» **Work to do**
Output all records precisely as written.

» **Given data**
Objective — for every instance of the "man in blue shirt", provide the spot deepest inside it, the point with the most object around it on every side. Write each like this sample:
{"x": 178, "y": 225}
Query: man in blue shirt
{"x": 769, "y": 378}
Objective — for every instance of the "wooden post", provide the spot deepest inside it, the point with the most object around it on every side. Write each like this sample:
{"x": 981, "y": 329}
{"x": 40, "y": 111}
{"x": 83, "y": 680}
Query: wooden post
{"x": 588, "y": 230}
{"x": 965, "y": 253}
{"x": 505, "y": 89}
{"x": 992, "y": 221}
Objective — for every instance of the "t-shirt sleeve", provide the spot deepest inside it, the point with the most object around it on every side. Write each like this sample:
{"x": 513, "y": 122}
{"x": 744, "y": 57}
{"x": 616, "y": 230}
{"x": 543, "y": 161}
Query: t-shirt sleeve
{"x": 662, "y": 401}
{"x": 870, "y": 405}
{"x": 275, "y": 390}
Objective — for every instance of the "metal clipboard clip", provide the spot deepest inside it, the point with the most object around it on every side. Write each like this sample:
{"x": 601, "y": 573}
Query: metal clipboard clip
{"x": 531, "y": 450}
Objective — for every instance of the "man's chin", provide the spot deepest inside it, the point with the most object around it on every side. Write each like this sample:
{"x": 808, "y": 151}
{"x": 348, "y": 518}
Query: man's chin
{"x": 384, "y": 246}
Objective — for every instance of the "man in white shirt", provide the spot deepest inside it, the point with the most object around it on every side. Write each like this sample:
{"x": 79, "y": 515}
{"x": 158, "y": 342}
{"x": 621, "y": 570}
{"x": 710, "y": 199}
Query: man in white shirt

» **Written solution**
Objective — for every instance of the "man in blue shirt", provide the spot deepest inside it, the point with the most object around it on every side. Write each like this sample:
{"x": 178, "y": 225}
Query: man in blue shirt
{"x": 769, "y": 378}
Objective — for every instance of the "wooden post", provide the spot deepest inside it, the point with the most object around it on every side. Write each like this sample:
{"x": 981, "y": 329}
{"x": 40, "y": 111}
{"x": 83, "y": 680}
Query: wooden post
{"x": 588, "y": 230}
{"x": 965, "y": 253}
{"x": 505, "y": 89}
{"x": 992, "y": 221}
Objective — for every instance of the "t-shirt sleeve", provide the spot deepest inside it, the point with the most object around it on every side. Write each like this sample:
{"x": 513, "y": 122}
{"x": 744, "y": 57}
{"x": 616, "y": 230}
{"x": 543, "y": 161}
Query: t-shirt sleeve
{"x": 662, "y": 401}
{"x": 870, "y": 405}
{"x": 275, "y": 390}
Objective — for every instance of the "metal clipboard clip", provide the spot deepest inside it, the point with the most object around it on every side. Write each like this sample:
{"x": 601, "y": 573}
Query: metal clipboard clip
{"x": 531, "y": 450}
Objective — for every instance of the "man's chin", provide the spot deepest inside it, the point with the most object around it on every side. Write each like this sample:
{"x": 808, "y": 151}
{"x": 348, "y": 518}
Query: man's chin
{"x": 384, "y": 246}
Objective — for every instance of the "man in white shirt", provide the spot deepest inside it, the point with the most object around it on every side. Write each like this sample:
{"x": 79, "y": 515}
{"x": 158, "y": 342}
{"x": 621, "y": 570}
{"x": 710, "y": 199}
Query: man in white shirt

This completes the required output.